▶ **What is required**: How many lines in the listing below contain the word "water"? Reply with the number alone.

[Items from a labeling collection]
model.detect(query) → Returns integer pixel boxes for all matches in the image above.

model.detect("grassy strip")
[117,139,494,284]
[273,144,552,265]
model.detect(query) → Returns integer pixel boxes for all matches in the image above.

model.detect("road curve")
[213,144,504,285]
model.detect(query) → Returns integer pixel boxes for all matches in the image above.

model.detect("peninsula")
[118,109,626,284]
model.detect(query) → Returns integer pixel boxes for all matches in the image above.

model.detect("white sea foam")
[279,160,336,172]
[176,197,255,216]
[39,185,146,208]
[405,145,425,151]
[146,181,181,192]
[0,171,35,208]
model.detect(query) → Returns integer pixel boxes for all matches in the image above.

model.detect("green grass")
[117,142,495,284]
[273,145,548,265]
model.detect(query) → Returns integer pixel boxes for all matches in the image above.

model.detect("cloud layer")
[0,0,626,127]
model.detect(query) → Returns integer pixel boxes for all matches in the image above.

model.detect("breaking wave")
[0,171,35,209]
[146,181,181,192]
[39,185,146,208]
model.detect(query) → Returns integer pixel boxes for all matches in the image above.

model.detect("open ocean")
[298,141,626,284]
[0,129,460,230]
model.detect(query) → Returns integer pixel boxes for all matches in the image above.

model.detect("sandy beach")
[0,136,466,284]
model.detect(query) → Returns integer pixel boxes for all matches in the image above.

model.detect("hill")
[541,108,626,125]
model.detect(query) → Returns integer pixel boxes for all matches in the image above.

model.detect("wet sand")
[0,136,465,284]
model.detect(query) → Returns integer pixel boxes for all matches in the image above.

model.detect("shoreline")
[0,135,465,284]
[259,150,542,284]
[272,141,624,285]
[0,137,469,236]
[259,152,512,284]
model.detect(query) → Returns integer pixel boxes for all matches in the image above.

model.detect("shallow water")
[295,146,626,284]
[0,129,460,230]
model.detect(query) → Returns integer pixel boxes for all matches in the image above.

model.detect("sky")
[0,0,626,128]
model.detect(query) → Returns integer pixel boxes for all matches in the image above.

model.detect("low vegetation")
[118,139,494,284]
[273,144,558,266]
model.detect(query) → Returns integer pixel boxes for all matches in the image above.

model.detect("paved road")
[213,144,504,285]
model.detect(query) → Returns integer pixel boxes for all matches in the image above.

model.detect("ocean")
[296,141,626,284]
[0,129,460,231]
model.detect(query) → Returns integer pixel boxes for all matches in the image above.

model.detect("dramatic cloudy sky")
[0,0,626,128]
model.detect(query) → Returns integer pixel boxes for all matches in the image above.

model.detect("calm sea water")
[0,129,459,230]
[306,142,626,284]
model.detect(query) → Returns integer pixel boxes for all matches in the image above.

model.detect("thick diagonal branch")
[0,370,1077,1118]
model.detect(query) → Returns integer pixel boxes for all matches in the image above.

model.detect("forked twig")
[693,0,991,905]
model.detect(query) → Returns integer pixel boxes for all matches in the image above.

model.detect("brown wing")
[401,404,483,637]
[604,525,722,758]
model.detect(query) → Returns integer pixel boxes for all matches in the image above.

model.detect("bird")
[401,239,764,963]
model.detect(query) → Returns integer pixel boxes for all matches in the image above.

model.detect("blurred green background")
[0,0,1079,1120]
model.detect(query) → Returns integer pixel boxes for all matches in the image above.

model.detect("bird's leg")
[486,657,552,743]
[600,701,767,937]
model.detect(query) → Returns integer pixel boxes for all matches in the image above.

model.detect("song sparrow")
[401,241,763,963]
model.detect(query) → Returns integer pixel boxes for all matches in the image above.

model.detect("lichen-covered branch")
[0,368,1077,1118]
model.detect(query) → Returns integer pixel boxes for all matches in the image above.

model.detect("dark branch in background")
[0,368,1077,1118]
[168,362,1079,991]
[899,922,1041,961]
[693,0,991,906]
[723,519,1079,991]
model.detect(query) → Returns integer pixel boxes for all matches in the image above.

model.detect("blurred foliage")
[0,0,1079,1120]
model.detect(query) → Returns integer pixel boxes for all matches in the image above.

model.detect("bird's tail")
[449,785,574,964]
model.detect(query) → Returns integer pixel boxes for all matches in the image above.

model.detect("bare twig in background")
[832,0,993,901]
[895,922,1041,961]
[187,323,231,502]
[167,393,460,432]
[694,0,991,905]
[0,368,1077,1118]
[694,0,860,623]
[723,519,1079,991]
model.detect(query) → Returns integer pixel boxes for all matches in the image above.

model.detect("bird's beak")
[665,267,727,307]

▶ **Problem solution**: 2